▸ **Request**: Duplicate the material below line for line, changing nothing.

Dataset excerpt

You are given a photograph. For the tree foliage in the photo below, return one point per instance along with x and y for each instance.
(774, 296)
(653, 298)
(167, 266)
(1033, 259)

▸ **Task response**:
You are given a photograph. For the tree foliage in the photo below, return one point per instance along with x and y for each instance.
(774, 296)
(653, 298)
(167, 266)
(1033, 259)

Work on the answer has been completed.